=== Given records ===

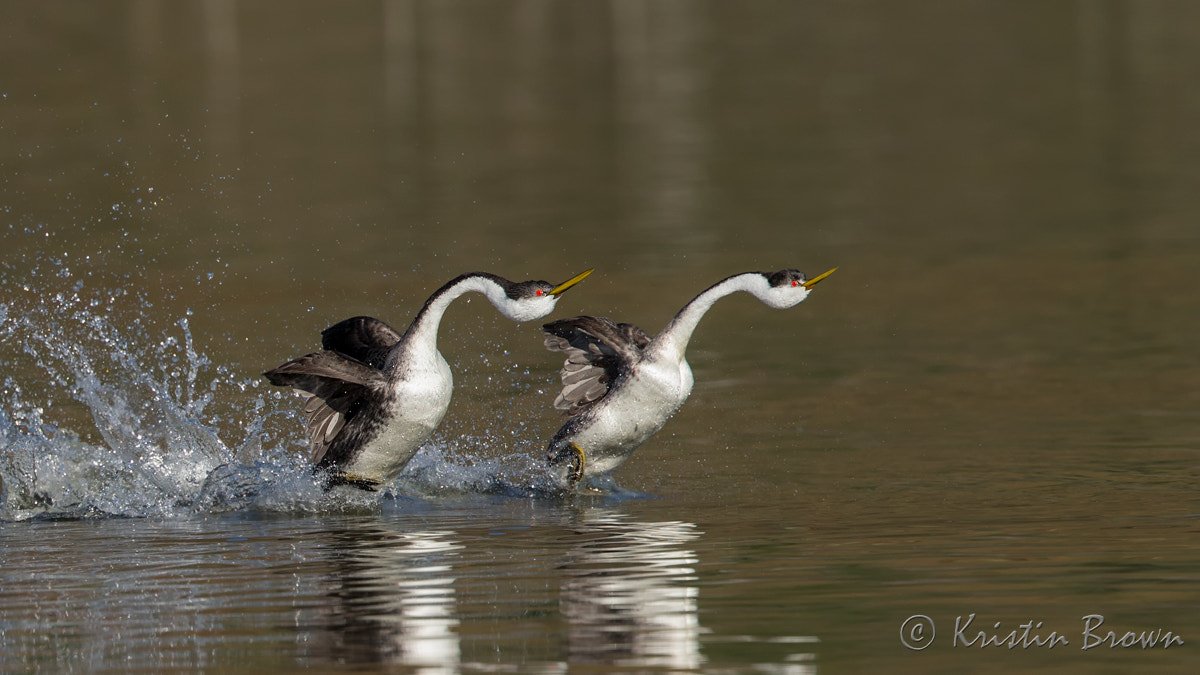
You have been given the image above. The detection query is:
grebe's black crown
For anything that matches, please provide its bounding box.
[762,269,808,288]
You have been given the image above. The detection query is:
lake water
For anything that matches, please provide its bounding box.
[0,0,1200,674]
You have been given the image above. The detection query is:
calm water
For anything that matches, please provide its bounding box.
[0,0,1200,674]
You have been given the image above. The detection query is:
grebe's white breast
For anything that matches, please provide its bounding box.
[572,357,694,476]
[343,352,454,483]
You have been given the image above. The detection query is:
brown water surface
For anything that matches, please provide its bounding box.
[0,0,1200,674]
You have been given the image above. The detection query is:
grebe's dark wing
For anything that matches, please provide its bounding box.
[320,316,401,369]
[263,351,388,464]
[541,316,650,417]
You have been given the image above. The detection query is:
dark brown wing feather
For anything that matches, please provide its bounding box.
[541,316,650,417]
[320,316,402,369]
[263,351,388,462]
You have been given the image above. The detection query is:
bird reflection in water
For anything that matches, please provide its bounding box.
[316,528,463,675]
[559,509,703,669]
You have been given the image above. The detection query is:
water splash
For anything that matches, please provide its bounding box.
[0,254,602,520]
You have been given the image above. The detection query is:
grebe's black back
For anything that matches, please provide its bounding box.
[263,270,592,490]
[542,268,836,485]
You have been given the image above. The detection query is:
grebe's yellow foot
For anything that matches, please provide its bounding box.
[566,443,587,485]
[546,441,587,486]
[329,471,380,492]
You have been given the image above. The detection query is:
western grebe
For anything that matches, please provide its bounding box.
[263,269,592,490]
[542,268,838,485]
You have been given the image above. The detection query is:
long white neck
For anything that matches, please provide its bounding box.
[648,271,770,360]
[394,274,508,362]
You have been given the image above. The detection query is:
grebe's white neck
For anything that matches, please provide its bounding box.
[389,273,511,365]
[648,270,809,360]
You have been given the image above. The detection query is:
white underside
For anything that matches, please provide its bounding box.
[571,359,692,476]
[342,354,454,483]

===

◆ **Task**: Count the lines in the material above that contain the word "water". Reply with the number alone.

◆ **Response to the exercise**: 5